Exercise directions | Present the stretch of the material below from the line containing "Task: indicate the forked" through the line containing "24), (86, 205)]" as a Markdown table with the columns Row and Line. Give one row per line, number the rows, and leave out any blank lines.

Data records |
"""

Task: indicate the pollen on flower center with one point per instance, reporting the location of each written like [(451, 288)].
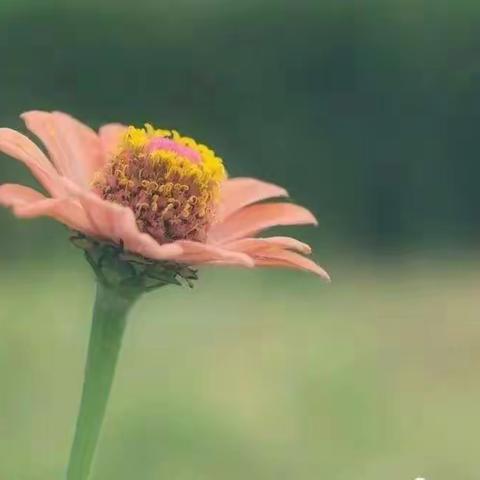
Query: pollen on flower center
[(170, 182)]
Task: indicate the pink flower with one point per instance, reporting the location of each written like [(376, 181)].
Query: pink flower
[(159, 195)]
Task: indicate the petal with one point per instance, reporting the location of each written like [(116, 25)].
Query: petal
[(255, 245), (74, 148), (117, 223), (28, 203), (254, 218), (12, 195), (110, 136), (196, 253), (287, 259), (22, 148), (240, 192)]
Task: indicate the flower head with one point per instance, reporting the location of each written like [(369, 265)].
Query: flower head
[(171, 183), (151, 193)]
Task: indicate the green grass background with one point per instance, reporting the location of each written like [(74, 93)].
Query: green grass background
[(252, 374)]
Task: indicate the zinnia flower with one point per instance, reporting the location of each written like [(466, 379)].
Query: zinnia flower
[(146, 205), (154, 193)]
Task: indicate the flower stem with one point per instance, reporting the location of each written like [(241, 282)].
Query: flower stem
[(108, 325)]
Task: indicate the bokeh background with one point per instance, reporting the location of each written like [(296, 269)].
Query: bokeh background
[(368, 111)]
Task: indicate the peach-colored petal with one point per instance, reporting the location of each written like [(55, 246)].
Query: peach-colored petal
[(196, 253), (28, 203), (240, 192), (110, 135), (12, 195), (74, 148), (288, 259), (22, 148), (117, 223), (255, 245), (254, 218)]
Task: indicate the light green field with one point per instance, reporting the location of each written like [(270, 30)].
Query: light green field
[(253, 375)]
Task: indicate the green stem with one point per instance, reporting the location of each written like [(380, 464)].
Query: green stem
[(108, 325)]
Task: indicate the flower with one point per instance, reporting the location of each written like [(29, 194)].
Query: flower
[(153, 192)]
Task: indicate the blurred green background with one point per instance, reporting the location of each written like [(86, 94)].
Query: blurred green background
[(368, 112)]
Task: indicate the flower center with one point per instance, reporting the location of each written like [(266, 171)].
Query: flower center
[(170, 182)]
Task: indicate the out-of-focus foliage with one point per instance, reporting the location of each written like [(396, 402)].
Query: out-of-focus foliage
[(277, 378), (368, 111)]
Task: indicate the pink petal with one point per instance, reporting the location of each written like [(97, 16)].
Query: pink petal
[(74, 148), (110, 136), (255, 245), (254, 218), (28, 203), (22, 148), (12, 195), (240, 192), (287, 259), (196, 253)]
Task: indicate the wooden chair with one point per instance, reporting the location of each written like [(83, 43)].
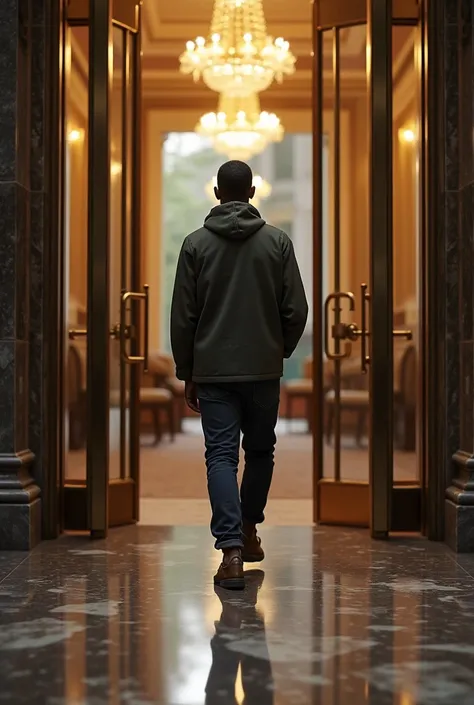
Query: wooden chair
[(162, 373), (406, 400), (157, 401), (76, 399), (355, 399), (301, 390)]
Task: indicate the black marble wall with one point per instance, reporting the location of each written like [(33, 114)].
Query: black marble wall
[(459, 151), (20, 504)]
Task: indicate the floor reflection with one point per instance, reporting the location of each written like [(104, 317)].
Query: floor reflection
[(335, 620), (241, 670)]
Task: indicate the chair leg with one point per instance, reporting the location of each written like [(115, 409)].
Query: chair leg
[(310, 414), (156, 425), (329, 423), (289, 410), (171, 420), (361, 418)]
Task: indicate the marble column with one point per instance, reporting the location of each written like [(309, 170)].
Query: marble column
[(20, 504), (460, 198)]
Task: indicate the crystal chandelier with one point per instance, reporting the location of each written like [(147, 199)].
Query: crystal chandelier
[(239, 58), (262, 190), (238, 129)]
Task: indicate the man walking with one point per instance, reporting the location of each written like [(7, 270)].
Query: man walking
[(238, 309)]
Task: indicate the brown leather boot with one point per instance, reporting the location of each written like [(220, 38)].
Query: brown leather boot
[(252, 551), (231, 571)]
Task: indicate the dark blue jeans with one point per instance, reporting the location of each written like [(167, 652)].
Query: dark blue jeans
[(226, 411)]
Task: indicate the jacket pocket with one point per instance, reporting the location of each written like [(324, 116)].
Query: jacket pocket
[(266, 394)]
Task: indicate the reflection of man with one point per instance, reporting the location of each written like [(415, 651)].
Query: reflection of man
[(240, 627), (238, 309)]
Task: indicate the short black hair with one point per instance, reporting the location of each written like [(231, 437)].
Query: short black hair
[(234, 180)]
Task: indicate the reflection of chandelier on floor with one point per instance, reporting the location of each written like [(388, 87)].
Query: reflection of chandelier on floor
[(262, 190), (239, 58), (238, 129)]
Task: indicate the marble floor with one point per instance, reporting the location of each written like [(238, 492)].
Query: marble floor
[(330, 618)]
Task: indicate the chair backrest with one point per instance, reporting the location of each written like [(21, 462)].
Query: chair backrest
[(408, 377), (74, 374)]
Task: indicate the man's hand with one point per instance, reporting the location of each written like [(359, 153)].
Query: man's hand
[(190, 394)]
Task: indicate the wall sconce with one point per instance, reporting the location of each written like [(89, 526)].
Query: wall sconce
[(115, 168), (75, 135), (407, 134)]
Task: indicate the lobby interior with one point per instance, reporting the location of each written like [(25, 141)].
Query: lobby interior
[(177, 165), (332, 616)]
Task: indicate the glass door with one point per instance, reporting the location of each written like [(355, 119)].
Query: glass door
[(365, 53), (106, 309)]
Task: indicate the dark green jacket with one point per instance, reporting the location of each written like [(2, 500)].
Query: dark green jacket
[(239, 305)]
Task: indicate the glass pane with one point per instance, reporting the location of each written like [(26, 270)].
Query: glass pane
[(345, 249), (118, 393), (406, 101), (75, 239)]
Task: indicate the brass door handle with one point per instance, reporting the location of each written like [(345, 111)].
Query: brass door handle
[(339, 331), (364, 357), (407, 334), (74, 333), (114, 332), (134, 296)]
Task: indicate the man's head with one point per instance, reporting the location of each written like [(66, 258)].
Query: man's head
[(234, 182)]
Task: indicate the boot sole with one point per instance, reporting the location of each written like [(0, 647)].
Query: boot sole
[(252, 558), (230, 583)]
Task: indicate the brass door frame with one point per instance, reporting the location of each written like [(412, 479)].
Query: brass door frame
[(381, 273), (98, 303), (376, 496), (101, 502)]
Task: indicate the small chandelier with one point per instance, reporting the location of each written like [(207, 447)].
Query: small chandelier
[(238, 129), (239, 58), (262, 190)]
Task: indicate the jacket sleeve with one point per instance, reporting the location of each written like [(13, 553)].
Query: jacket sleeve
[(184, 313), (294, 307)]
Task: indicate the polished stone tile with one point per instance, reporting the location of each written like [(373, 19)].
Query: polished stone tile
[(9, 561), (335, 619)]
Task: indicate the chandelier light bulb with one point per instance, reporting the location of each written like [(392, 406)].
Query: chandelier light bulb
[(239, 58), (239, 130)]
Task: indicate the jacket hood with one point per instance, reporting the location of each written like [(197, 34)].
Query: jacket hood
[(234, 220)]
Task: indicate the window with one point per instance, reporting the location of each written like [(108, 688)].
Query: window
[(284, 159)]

"""
"""

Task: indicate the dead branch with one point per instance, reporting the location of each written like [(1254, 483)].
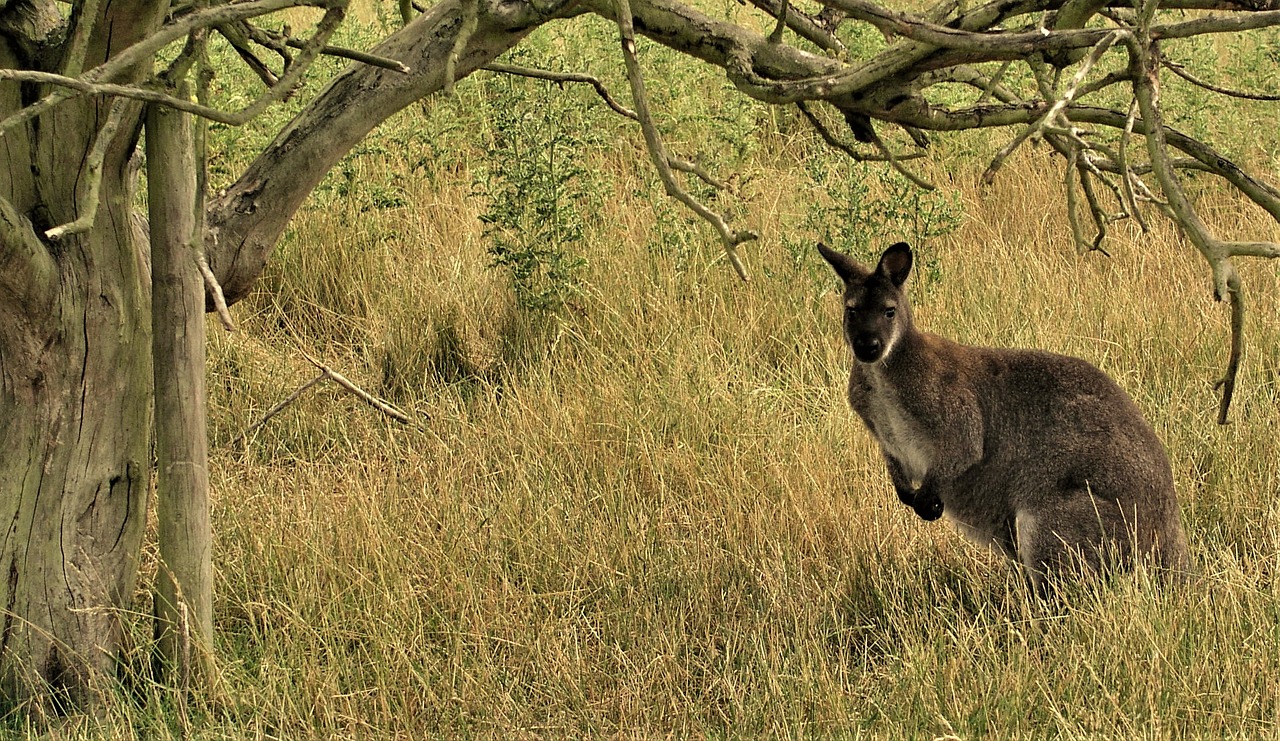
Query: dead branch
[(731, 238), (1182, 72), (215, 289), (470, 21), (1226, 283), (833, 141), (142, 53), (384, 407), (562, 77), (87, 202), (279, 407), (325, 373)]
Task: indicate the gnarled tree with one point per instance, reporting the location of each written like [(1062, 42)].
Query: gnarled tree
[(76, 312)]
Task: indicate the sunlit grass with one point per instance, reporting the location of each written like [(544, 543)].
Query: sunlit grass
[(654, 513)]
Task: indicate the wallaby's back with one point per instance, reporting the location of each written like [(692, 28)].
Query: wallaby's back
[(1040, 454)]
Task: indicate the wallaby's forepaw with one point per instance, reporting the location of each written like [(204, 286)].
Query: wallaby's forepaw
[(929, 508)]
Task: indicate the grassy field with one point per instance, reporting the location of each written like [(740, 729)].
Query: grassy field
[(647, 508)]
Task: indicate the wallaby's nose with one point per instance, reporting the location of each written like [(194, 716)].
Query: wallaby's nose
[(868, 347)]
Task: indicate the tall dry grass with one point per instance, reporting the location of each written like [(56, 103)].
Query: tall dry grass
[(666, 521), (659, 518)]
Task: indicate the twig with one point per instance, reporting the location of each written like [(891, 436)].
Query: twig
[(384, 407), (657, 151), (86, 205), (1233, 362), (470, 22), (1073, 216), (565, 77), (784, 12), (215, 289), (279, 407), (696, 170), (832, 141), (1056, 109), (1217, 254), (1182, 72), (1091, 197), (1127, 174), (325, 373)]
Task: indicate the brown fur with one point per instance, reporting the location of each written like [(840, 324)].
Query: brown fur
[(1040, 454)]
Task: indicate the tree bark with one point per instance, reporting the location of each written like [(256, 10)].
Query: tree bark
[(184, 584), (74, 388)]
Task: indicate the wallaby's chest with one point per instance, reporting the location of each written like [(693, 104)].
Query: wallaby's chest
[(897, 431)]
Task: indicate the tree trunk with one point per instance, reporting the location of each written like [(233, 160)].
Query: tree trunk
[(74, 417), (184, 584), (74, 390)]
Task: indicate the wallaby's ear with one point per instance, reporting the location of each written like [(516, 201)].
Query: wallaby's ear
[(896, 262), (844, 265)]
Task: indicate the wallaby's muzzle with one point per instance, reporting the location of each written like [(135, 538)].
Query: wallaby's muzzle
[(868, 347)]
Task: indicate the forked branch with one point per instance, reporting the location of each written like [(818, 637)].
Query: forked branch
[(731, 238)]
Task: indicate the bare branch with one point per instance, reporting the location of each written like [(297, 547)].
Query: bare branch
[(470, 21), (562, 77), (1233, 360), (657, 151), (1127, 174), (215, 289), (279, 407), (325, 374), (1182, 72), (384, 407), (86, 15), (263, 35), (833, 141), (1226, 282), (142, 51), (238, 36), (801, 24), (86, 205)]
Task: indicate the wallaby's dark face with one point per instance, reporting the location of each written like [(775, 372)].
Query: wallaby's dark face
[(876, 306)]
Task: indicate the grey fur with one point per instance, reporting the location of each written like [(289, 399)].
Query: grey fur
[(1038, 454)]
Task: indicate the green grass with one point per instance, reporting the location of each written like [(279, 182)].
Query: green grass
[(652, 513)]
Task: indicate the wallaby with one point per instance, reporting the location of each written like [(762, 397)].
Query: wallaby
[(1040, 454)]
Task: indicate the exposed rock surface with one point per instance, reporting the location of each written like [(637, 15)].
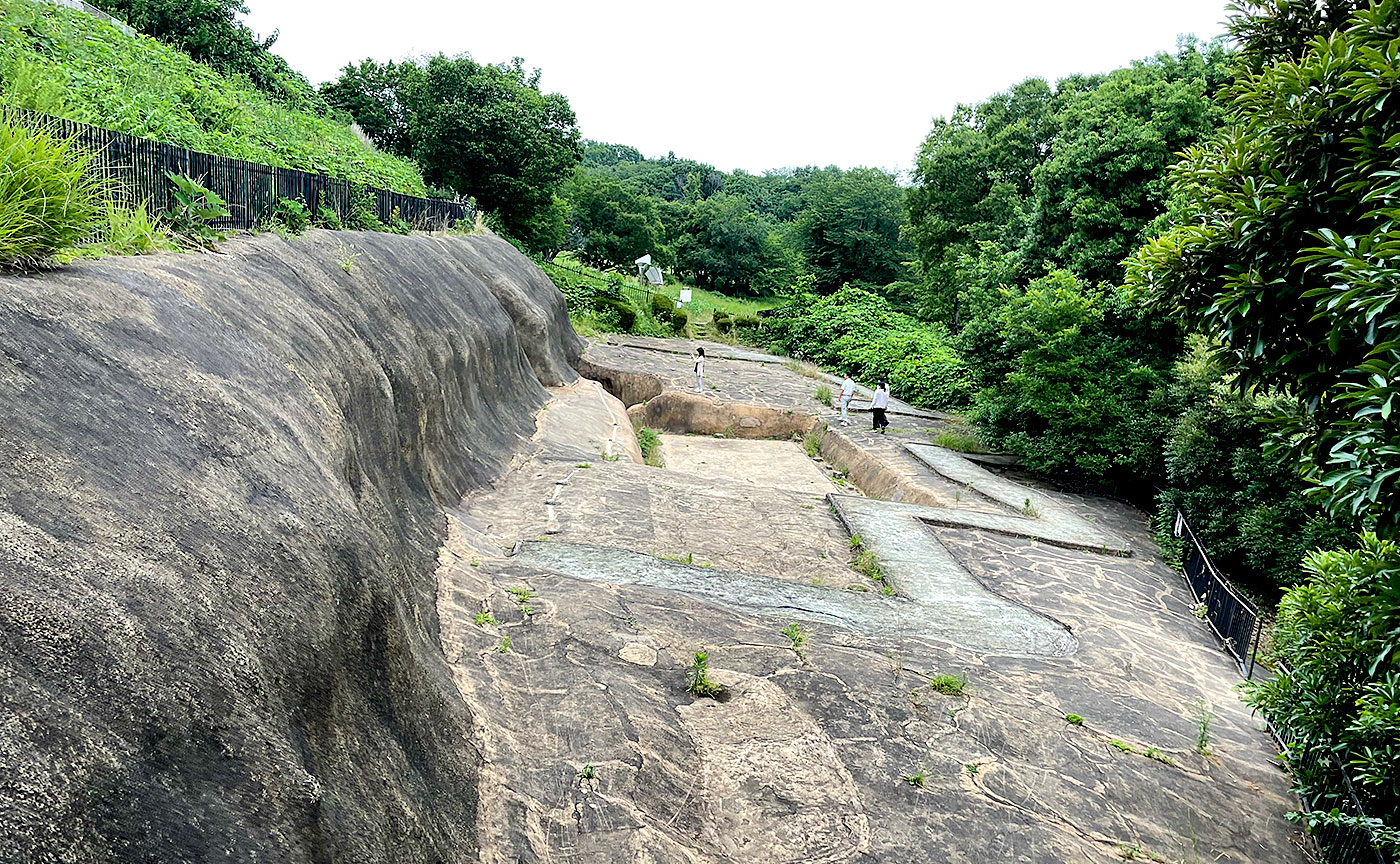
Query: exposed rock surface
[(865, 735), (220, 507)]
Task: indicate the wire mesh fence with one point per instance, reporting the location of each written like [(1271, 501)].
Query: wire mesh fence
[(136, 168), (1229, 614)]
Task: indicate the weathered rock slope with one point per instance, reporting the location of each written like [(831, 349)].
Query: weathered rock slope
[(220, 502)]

"""

Correct output |
| Row | Line |
|---|---|
| 1 | Task: indicate the forked branch with one point per instance, reporting the location of each written like [(818, 637)]. |
| 2 | Query: forked branch |
| 3 | [(731, 238)] |
| 4 | Task: indicate the bare branch with one point per instance, reporting the location of each written like [(297, 547)]. |
| 5 | Query: bare branch |
| 6 | [(470, 21), (562, 77), (1233, 360), (657, 151), (1127, 174), (215, 289), (279, 407), (325, 374), (1182, 72), (384, 407), (86, 15), (263, 35), (833, 141), (1226, 282), (142, 51), (238, 36), (801, 24), (86, 205)] |